**Your objective**
In the pull request review, swap "syncer lifecycle" for "worker lifecycle" and write out the passage from "The core feature" up to and including "are worth tightening.".

**Selected passage**

This PR adds HashiCorp Vault as a third read-only external credential store, mirroring the existing Infisical integration. It introduces internal/hashicorp (auth detection, vault/api client, periodic syncer), a SQLite migration to widen the kind CHECK constraint, server wiring for a second sync worker with correct DEK-drain ordering on shutdown, handler dispatch by store kind, CLI flags, and web form fields.

  • internal/hashicorp: New package with AppRole/Token auth detection, FetchSecrets for KV v1+v2, and a Syncer that mirrors the Infisical syncer's tick/in-flight/backoff pattern. Upstream error bodies are scrubbed from API responses; invalid-key names are gated to admin/owner callers.
  • Server/store: Migration 050 rebuilds vault_credential_stores with 'hashicorp' added to the kind CHECK; Start() correctly drains both external-store syncers before wiping the DEK; createHashicorpVault reuses the same owner-gated, probe-then-commit flow as createInfisicalVault.
  • CLI/docs: New --credential-store=hashicorp flags with matching validation and documentation.

Confidence Score: 4/5

Safe to merge with minor follow-up recommended on path validation and the login-goroutine context.

The core feature — auth-method detection, KV fetch, encrypted snapshot storage, syncer lifecycle, DEK-drain ordering, and owner-only gating — is implemented correctly and mirrors the proven Infisical path. The two areas worth attention before the next iteration are: the mount/secret_path fields accept ../ and Vault system-path prefixes without rejection (letting an owner probe beyond the intended KV namespace), and the login goroutine in attachHashicorpIfConfigured runs against context.Background() so it outlives its 10 s deadline. Neither causes a breach or data corruption in the normal path, but both are worth tightening.

internal/hashicorp/config.go (path validation gap) and cmd/server.go (login goroutine context).

Security Review

  • Path-level access not scoped to KV namespace (internal/hashicorp/config.go): VaultConfig.Validate() does not reject ../ traversal sequences or Vault system prefixes (e.g. sys/) in mount or secret_path. An instance owner can aim the broker at arbitrary paths on the configured Vault server. The host is fixed by the operator-set VAULT_ADDR, so this is not a host-level SSRF, but path-scope is broader than the intended KV read surface.

[Location labeling entries]
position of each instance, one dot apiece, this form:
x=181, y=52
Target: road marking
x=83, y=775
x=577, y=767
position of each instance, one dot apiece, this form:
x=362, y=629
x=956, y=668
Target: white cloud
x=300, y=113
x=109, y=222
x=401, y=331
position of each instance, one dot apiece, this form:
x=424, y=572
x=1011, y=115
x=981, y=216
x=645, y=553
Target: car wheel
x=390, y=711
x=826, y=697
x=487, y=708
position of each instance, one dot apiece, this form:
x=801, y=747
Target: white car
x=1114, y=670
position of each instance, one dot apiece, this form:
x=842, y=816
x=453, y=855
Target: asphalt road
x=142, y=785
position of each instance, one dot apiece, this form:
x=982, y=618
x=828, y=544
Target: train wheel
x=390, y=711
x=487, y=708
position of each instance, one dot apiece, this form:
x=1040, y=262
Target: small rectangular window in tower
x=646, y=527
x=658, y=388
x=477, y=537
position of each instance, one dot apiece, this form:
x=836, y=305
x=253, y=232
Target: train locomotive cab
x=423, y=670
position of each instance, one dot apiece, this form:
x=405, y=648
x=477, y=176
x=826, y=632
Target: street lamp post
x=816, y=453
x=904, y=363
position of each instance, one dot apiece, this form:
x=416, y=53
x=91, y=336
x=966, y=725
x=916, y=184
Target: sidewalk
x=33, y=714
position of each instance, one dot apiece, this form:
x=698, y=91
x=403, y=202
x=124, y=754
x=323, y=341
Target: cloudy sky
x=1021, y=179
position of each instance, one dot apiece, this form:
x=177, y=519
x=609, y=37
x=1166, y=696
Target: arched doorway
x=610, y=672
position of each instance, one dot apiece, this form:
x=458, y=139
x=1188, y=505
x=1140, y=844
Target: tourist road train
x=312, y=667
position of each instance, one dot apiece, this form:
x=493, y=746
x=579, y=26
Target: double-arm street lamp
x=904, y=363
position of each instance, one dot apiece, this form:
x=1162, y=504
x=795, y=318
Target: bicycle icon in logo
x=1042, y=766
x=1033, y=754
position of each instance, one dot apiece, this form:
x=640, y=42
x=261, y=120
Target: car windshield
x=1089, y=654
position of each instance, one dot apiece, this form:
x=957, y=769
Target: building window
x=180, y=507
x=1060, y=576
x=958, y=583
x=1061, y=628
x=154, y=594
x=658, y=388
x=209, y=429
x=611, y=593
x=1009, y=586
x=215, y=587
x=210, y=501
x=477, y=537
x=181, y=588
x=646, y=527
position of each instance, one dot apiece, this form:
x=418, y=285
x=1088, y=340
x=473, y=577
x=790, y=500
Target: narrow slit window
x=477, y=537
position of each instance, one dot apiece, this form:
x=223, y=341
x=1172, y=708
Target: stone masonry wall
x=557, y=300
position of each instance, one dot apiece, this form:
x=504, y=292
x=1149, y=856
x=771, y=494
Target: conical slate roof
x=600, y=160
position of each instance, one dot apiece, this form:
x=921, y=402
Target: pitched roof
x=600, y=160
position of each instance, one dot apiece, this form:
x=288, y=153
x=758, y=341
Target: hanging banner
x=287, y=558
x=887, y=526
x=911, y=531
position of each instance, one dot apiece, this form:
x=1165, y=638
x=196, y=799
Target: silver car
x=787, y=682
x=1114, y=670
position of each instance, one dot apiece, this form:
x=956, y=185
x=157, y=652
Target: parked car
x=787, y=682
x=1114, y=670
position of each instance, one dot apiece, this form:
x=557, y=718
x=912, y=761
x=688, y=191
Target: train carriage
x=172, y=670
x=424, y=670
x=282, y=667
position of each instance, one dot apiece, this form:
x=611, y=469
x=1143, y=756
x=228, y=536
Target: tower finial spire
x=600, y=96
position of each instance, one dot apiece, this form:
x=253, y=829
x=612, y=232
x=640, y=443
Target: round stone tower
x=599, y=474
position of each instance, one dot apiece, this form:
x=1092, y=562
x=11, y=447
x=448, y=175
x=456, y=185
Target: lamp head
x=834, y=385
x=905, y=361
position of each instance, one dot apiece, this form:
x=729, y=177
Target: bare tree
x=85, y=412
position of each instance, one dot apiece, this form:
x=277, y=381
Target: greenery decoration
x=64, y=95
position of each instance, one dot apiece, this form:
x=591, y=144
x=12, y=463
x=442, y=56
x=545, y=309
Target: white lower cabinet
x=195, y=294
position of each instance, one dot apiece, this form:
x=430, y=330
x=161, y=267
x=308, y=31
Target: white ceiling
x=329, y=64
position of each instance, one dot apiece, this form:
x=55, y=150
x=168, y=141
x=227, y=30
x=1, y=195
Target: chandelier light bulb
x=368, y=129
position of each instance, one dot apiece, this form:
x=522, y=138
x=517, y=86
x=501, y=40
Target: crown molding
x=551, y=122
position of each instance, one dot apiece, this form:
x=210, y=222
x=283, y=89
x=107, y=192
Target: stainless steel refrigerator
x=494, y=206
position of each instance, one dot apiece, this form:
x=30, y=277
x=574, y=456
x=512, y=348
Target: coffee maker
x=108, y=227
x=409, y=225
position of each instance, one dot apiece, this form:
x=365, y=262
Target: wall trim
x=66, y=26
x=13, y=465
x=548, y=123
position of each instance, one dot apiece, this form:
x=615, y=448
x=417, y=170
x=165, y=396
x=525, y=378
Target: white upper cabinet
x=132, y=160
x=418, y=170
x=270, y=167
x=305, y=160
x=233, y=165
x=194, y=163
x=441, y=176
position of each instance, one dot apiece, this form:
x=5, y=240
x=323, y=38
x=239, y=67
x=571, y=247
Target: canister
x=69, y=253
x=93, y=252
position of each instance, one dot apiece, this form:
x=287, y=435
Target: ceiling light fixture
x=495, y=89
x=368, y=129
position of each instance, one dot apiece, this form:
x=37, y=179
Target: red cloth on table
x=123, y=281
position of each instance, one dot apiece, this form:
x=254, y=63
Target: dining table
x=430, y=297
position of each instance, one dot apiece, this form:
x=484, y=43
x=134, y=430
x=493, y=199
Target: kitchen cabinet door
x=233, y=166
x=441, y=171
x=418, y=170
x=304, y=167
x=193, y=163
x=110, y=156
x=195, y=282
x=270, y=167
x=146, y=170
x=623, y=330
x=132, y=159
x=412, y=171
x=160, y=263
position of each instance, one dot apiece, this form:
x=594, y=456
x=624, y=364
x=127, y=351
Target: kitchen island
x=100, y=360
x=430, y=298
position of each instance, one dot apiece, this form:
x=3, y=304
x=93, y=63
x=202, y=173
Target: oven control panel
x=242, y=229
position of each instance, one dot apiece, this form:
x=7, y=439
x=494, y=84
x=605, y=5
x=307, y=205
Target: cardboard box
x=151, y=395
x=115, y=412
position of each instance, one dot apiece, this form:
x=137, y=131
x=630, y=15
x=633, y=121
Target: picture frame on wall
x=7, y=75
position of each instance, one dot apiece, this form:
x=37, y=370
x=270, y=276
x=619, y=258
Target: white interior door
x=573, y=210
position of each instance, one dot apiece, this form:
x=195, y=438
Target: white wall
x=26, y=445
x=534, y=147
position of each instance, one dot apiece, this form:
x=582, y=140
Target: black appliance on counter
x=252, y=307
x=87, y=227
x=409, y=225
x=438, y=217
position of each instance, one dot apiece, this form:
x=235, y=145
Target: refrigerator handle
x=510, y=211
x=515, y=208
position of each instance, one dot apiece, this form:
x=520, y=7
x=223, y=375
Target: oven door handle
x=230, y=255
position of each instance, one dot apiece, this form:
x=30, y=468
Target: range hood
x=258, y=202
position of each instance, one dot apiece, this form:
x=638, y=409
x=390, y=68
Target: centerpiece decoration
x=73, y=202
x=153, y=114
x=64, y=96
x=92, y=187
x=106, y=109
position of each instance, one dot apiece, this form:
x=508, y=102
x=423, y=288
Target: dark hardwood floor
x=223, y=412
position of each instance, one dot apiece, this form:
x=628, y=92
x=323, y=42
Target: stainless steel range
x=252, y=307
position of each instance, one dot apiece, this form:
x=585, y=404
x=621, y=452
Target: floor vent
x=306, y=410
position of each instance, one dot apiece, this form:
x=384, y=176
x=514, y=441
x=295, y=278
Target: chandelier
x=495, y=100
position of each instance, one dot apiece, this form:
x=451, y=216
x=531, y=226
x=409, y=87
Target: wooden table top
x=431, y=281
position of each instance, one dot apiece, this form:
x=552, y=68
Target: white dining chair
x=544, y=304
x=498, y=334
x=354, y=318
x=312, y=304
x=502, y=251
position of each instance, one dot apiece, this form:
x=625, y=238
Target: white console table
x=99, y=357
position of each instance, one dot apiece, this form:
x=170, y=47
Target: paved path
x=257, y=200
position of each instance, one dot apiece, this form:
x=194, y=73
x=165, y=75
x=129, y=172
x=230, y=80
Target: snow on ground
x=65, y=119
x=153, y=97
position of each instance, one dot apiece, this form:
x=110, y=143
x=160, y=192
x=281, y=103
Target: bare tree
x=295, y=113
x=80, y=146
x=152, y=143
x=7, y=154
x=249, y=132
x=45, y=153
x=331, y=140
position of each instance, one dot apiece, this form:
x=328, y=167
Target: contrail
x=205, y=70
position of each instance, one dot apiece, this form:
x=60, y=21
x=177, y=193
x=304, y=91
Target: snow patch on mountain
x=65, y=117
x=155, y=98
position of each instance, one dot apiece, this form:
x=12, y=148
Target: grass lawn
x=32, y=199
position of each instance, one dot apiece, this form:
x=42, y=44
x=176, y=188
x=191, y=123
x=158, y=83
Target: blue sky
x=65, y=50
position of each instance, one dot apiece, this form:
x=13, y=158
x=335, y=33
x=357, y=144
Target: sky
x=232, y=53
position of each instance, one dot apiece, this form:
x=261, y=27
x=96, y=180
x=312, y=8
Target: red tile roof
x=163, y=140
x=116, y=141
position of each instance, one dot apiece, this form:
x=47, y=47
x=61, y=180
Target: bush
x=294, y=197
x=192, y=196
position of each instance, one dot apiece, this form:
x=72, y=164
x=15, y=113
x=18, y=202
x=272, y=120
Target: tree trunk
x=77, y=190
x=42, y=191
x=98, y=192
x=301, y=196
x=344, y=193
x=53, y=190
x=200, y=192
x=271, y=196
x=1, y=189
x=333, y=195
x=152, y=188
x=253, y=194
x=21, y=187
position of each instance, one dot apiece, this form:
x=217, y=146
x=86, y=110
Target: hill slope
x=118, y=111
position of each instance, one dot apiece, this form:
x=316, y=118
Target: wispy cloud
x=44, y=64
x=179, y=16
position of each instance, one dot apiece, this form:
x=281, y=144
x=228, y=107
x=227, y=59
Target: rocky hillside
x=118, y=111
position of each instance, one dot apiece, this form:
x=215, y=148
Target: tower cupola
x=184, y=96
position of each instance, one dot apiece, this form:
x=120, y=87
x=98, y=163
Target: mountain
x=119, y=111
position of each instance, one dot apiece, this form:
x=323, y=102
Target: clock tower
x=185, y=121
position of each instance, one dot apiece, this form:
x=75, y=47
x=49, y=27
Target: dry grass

**The result**
The core feature — auth-method detection, KV fetch, encrypted snapshot storage, worker lifecycle, DEK-drain ordering, and owner-only gating — is implemented correctly and mirrors the proven Infisical path. The two areas worth attention before the next iteration are: the mount/secret_path fields accept ../ and Vault system-path prefixes without rejection (letting an owner probe beyond the intended KV namespace), and the login goroutine in attachHashicorpIfConfigured runs against context.Background() so it outlives its 10 s deadline. Neither causes a breach or data corruption in the normal path, but both are worth tightening.